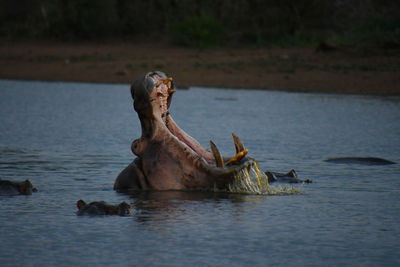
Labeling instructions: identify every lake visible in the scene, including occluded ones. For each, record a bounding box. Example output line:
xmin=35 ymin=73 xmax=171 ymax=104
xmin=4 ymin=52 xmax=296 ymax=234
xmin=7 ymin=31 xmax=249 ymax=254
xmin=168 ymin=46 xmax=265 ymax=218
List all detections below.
xmin=0 ymin=80 xmax=400 ymax=266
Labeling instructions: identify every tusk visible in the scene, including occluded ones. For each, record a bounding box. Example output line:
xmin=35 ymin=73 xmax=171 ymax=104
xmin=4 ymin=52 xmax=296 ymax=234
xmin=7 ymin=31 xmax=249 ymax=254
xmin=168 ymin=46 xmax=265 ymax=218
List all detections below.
xmin=163 ymin=77 xmax=172 ymax=84
xmin=226 ymin=149 xmax=249 ymax=165
xmin=210 ymin=140 xmax=224 ymax=167
xmin=232 ymin=133 xmax=245 ymax=154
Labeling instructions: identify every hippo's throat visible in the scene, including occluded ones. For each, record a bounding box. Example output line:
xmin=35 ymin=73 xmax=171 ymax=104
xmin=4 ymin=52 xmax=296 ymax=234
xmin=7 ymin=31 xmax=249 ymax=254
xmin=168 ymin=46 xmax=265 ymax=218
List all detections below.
xmin=131 ymin=73 xmax=214 ymax=163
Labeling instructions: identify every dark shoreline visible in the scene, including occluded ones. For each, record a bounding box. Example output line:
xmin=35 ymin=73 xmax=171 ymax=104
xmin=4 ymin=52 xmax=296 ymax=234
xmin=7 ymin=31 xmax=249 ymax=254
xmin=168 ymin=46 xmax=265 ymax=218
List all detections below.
xmin=0 ymin=41 xmax=400 ymax=96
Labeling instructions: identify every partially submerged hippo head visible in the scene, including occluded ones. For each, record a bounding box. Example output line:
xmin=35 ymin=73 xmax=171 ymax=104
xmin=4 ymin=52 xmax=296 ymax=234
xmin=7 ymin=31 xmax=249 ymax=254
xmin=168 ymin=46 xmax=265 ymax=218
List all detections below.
xmin=0 ymin=178 xmax=37 ymax=195
xmin=114 ymin=71 xmax=268 ymax=192
xmin=76 ymin=199 xmax=131 ymax=216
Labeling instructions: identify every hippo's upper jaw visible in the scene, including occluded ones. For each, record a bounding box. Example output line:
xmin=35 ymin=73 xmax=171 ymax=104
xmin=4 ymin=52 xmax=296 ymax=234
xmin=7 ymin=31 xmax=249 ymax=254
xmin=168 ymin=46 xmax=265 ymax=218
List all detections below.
xmin=114 ymin=71 xmax=266 ymax=193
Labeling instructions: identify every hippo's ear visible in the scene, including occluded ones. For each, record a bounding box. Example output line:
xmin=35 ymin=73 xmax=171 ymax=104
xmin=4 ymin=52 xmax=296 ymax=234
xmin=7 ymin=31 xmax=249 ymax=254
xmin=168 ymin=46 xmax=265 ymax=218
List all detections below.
xmin=76 ymin=199 xmax=86 ymax=210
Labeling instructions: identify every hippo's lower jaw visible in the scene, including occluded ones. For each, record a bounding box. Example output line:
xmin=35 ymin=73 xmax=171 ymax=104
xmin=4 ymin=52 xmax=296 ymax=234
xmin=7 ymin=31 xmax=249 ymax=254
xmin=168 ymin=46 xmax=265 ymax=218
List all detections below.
xmin=114 ymin=71 xmax=268 ymax=193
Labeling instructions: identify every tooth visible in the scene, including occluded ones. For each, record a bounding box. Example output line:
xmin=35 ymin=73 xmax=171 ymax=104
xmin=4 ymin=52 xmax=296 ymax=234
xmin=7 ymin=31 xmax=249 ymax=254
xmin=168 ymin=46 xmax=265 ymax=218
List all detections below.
xmin=210 ymin=140 xmax=224 ymax=167
xmin=225 ymin=149 xmax=249 ymax=166
xmin=232 ymin=133 xmax=244 ymax=154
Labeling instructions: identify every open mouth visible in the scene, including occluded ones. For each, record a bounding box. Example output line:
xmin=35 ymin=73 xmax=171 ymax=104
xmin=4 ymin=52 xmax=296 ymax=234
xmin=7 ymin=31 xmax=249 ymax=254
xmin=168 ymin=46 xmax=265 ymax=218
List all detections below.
xmin=139 ymin=73 xmax=248 ymax=170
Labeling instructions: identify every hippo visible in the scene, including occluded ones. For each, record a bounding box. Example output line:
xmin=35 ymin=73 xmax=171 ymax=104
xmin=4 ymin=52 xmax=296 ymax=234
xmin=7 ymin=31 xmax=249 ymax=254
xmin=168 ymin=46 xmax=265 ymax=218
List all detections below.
xmin=114 ymin=71 xmax=274 ymax=193
xmin=76 ymin=199 xmax=131 ymax=216
xmin=0 ymin=178 xmax=37 ymax=195
xmin=324 ymin=157 xmax=396 ymax=165
xmin=264 ymin=169 xmax=312 ymax=183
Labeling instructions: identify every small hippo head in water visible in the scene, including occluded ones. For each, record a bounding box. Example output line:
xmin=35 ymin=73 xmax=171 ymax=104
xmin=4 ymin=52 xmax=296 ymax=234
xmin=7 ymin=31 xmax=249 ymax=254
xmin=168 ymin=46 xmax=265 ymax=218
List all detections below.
xmin=0 ymin=178 xmax=37 ymax=195
xmin=76 ymin=199 xmax=131 ymax=216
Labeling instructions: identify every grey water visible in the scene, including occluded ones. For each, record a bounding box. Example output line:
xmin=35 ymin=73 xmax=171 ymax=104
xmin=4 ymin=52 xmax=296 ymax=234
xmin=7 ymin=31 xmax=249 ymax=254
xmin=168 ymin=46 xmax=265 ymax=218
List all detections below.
xmin=0 ymin=80 xmax=400 ymax=266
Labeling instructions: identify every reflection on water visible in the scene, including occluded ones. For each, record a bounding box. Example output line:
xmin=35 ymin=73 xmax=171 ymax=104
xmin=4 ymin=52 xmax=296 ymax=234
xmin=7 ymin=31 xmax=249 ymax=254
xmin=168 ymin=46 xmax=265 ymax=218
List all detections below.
xmin=0 ymin=81 xmax=400 ymax=266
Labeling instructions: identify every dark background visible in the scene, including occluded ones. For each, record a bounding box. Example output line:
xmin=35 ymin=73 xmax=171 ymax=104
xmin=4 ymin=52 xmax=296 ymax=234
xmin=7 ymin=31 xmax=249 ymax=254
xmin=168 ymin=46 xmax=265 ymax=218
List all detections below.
xmin=0 ymin=0 xmax=400 ymax=47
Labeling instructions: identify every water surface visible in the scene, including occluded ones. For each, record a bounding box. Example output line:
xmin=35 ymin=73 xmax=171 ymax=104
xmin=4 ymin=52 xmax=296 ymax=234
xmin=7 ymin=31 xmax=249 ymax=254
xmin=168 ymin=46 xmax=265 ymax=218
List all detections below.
xmin=0 ymin=80 xmax=400 ymax=266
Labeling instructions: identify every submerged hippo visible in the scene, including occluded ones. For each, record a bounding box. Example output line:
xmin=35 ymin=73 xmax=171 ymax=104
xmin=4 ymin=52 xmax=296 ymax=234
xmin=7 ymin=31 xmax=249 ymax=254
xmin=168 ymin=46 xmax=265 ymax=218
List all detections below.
xmin=265 ymin=169 xmax=312 ymax=183
xmin=324 ymin=157 xmax=396 ymax=165
xmin=114 ymin=71 xmax=274 ymax=192
xmin=76 ymin=199 xmax=131 ymax=216
xmin=0 ymin=178 xmax=37 ymax=195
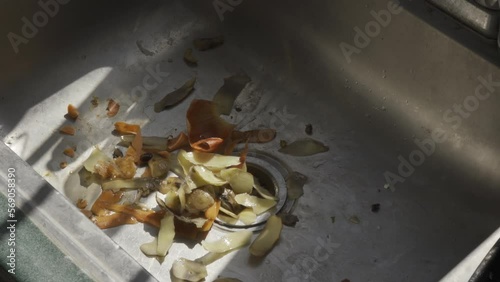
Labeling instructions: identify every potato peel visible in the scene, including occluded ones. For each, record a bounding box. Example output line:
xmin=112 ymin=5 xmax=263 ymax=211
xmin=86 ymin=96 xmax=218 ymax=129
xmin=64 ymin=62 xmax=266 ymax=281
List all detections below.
xmin=201 ymin=230 xmax=252 ymax=253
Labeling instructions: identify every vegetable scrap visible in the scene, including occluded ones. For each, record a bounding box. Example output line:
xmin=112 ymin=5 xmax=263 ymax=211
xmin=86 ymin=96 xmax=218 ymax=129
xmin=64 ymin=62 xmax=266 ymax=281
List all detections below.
xmin=63 ymin=147 xmax=75 ymax=158
xmin=135 ymin=40 xmax=155 ymax=56
xmin=70 ymin=97 xmax=284 ymax=281
xmin=59 ymin=125 xmax=76 ymax=136
xmin=279 ymin=213 xmax=299 ymax=227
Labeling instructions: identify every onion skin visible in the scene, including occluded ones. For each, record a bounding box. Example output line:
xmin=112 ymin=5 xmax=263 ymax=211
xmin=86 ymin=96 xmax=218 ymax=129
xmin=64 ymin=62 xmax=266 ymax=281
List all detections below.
xmin=186 ymin=99 xmax=234 ymax=153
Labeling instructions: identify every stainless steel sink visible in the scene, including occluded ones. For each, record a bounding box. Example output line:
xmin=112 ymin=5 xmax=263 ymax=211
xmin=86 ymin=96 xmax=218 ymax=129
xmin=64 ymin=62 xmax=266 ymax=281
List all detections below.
xmin=0 ymin=0 xmax=500 ymax=281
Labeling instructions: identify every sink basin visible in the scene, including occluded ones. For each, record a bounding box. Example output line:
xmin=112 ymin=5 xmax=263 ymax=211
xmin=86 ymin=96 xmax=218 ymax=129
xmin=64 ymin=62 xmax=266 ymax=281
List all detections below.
xmin=0 ymin=0 xmax=500 ymax=281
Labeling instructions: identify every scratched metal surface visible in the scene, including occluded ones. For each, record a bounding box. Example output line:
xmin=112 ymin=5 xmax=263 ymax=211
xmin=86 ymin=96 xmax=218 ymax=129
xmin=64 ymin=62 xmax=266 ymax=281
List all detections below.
xmin=0 ymin=0 xmax=500 ymax=281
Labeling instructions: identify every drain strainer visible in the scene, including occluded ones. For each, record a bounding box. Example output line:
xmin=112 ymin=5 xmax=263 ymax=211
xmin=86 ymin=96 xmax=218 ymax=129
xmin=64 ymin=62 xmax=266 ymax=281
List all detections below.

++++++++++++++++++++

Ubahlah "hippo" menjadi "crocodile" pada bagian data yang diawali baris berisi "Labeling instructions: identify every submerged" dan diakhiri baris berisi "xmin=114 ymin=71 xmax=274 ymax=192". Tuliskan kembali bagian tersebut saja tanpa perubahan lain.

Labeling instructions: identify every submerged crocodile visible in the scene, including occluded ones. For each, record a bounding box. Example output line:
xmin=35 ymin=73 xmax=171 ymax=104
xmin=4 ymin=52 xmax=296 ymax=234
xmin=7 ymin=31 xmax=249 ymax=254
xmin=168 ymin=46 xmax=265 ymax=218
List all detections below.
xmin=265 ymin=169 xmax=312 ymax=183
xmin=324 ymin=157 xmax=396 ymax=165
xmin=114 ymin=71 xmax=274 ymax=192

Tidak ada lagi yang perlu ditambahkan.